===== DATA FOR THIS EXERCISE

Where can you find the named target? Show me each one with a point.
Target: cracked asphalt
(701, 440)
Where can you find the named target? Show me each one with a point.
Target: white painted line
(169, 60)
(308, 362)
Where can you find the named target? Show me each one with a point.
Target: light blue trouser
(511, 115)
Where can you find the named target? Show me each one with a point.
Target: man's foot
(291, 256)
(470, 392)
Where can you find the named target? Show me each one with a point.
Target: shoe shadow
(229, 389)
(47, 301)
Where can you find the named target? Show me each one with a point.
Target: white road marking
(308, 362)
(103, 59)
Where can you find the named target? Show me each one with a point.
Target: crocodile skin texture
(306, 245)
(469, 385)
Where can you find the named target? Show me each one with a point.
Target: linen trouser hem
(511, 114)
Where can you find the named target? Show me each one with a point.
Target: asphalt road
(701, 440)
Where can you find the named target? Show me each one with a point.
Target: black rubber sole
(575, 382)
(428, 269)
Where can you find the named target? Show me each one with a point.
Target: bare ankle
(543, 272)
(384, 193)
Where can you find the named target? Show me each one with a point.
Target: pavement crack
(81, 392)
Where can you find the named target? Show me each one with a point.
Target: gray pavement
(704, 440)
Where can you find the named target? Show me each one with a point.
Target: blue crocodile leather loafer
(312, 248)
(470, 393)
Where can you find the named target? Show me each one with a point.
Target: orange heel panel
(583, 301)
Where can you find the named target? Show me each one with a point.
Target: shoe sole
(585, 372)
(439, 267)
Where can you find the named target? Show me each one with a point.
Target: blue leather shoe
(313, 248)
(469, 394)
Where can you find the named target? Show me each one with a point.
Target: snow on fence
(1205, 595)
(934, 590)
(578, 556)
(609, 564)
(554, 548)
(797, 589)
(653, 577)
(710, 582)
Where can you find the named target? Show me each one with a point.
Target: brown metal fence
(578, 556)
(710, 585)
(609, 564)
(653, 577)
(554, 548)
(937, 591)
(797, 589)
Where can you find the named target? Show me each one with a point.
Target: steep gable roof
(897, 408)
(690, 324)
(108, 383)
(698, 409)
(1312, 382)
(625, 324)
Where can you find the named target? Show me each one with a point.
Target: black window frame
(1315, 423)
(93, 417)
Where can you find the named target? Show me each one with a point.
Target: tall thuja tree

==========

# YOUR TASK
Would you write down every record again, exactly?

# EXERCISE RESULT
Where can you find the named target? Show me each one with a point.
Target: cracked asphalt
(701, 440)
Where can you find the named target? Show me each one with a point.
Target: white painted line
(169, 60)
(308, 362)
Where can you find the named target? Show me each one with a point.
Target: light blue trouser
(511, 115)
Where can you find the named target? Show me each one with a point.
Target: man's foot
(291, 256)
(470, 392)
Where can you find the named target? Show me each one with a point.
Target: shoe shadow
(229, 389)
(47, 301)
Where can you find the named target? Show me each one with a point.
Target: white road marking
(308, 362)
(103, 59)
Where can you find the named target? Show me each one with a point.
Target: crocodile skin texture
(306, 245)
(469, 385)
Where can you find the named target? Show me each one with a point.
Target: linen trouser hem
(511, 114)
Where can you find the named target? Show me each one with a point.
Target: asphalt road
(701, 440)
Where can you find the named target? Show me each one with a point.
Target: black rubber sole
(575, 382)
(428, 269)
Where can you find the named target? Show me each one with a point.
Target: bare ankle
(543, 272)
(384, 193)
Where can you find the named target? Show me each one with a point.
Target: pavement crack
(81, 392)
Where can you find the named target? Show me each one with a point.
Target: gray pavement
(704, 440)
Where can you find the named target? Show me each one with a point.
Target: blue crocodile leather loafer
(312, 248)
(470, 393)
Where can you find the named target? Show me each one with a point.
Target: orange heel panel
(583, 301)
Where can you find the named target? Show me each one with a point.
Target: shoe sole
(585, 372)
(439, 267)
Where can you find the named target? Show me each one with a point.
Target: blue leather shoe
(313, 248)
(469, 394)
Where can you find the named target? Show me each one with a point.
Target: snow on fence
(1205, 595)
(934, 590)
(578, 556)
(609, 564)
(554, 548)
(797, 589)
(653, 577)
(710, 582)
Where can you find the named target? Show me each one with a point.
Target: brown metal fence
(578, 556)
(710, 585)
(609, 564)
(653, 577)
(554, 548)
(937, 591)
(797, 589)
Where can you find the named target? Show me each one with a point.
Target: steep gable roof
(897, 408)
(690, 324)
(108, 383)
(698, 409)
(1312, 382)
(625, 324)
Where can you find the named target? Show me each one with a point.
Target: black window frame
(1315, 423)
(93, 417)
Where can you find the named target? Show me each one with a point.
Target: tall thuja tree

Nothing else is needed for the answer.